Exercise materials:
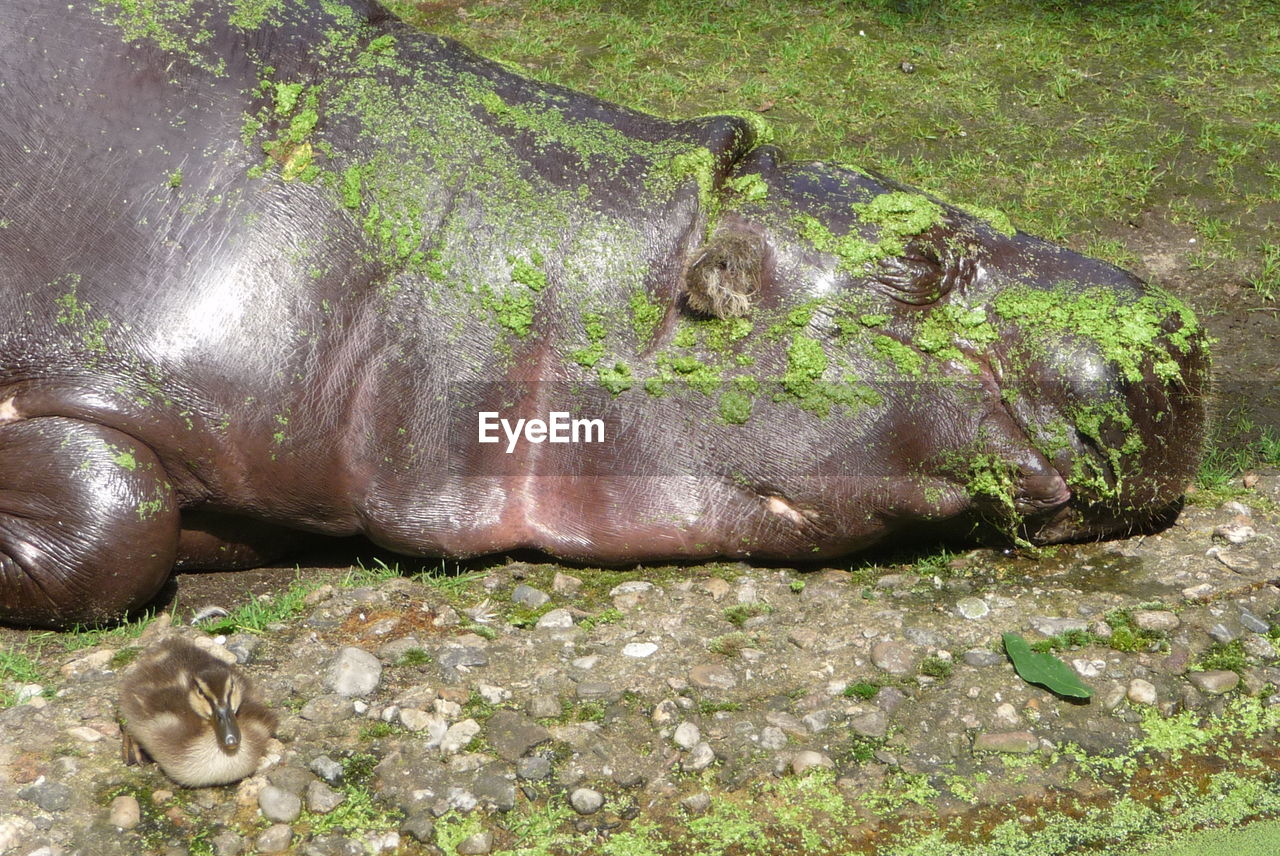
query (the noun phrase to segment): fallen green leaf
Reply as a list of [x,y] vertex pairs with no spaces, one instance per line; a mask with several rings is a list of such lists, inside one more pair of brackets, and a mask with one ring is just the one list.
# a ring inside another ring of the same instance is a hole
[[1070,698],[1089,698],[1093,690],[1080,682],[1071,667],[1052,654],[1037,654],[1027,640],[1017,633],[1006,633],[1004,651],[1013,661],[1019,677],[1029,684],[1039,684],[1051,693]]

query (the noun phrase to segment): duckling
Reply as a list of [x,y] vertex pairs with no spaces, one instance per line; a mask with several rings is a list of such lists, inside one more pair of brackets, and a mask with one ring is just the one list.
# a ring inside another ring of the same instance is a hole
[[177,636],[144,651],[120,684],[125,764],[148,757],[191,788],[250,775],[276,715],[239,670]]

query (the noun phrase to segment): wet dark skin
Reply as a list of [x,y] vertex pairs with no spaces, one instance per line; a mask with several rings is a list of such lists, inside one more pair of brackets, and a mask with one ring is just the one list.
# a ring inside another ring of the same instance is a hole
[[[375,5],[154,5],[0,0],[4,621],[317,536],[599,563],[1095,538],[1195,469],[1204,337],[1110,265]],[[745,315],[691,309],[690,266],[740,248]],[[605,440],[508,453],[481,411]]]

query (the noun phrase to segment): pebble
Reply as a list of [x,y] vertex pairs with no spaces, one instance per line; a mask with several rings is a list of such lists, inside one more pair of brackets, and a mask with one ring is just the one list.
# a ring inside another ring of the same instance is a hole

What to produce: Keeping the pictures out, output the records from above exactly and completely.

Output of the exercise:
query (the noun phrase to segment): fallen green leaf
Reply as a list of [x,y] vertex pairs with no spaces, one instance per line; a mask with several rings is a list of such lists, inside one more pair of brackets, and a mask with one ring is just the one list.
# a ring inside another ring of the same instance is a hole
[[1070,698],[1089,698],[1093,690],[1080,682],[1071,667],[1052,654],[1037,654],[1027,640],[1017,633],[1006,633],[1004,651],[1013,661],[1019,677],[1029,684],[1039,684],[1051,693]]

query (the noun phrase to segment): duckling
Reply as a list of [x,y] vertex pairs with no spaces, one instance per line; a mask with several rings is a list of such lists, inside one more pair of brackets, and a mask with one ring is just the one list.
# a ring inside another ring of the same instance is a hole
[[177,636],[144,651],[120,684],[125,764],[148,757],[191,788],[250,775],[276,715],[239,670]]

query (the noun phrase to segment): wet dark skin
Reply as a list of [x,y] vertex pairs with no spaces, one instance per line; a mask with several rings is a list of such lists, inside one more pair of brackets, and a mask with one ring is just the one list.
# a ring inside another ring of the same instance is a hole
[[[375,5],[154,5],[0,0],[4,621],[317,536],[599,563],[1095,538],[1195,469],[1204,337],[1110,265]],[[745,315],[691,309],[690,266],[740,248]],[[605,440],[508,453],[481,411]]]

query (the noun phrase to segment): pebble
Reply as a list of [x,y] vertex pairs with no spaces, one instance per line; a mask with several rings is a list of such lists, inside one more pair of brackets, and a mask with one ring is just the one list.
# a ring inside another ring of the same instance is a hole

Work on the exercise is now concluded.